- _DIRECTIONS_
Go through the entries and say how many lines contain the string "below". The number is the whole answer.
Segment Start: MATERIAL PROVIDED
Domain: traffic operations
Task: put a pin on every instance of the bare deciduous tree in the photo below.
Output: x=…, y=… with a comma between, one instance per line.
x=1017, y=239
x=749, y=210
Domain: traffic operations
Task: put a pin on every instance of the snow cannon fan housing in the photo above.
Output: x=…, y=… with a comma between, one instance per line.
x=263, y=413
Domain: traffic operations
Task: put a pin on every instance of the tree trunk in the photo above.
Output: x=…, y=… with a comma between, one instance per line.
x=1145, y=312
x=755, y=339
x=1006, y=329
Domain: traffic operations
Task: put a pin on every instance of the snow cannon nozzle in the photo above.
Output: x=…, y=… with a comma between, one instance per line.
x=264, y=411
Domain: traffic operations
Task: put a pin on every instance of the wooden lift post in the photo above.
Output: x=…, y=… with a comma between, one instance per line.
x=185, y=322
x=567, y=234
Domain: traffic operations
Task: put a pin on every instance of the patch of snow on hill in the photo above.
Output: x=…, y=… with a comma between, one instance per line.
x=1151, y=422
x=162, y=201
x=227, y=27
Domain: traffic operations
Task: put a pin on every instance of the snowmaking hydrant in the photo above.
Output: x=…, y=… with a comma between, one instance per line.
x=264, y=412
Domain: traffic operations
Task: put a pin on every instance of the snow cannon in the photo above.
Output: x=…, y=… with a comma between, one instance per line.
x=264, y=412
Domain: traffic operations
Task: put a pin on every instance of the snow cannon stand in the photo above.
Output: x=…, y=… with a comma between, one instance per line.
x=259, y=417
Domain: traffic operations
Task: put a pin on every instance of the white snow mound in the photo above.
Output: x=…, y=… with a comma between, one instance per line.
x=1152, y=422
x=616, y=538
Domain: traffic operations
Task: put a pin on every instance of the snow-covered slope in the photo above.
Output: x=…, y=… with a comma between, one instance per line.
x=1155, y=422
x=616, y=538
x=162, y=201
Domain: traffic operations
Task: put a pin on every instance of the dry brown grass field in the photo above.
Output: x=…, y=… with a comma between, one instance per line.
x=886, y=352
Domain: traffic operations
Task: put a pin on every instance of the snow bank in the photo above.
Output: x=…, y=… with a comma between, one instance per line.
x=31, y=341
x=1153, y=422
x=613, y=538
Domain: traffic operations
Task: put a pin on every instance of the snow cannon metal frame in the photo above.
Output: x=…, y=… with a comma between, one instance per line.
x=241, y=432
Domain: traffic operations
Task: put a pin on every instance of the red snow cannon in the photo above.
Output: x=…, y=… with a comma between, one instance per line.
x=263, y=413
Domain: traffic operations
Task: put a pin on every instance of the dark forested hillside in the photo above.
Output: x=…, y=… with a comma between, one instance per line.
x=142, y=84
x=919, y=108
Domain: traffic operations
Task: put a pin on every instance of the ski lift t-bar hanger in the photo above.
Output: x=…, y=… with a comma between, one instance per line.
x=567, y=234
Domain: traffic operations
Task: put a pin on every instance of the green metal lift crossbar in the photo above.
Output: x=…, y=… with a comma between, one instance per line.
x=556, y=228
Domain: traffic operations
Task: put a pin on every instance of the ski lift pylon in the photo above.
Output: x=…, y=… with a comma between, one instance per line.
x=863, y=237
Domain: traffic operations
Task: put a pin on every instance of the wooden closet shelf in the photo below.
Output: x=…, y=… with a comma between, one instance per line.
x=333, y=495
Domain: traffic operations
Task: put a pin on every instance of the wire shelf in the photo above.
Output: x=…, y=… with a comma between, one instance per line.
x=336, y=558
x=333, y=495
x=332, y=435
Segment End: MATERIAL PROVIDED
- _ANSWER TO THIS EXERCISE_
2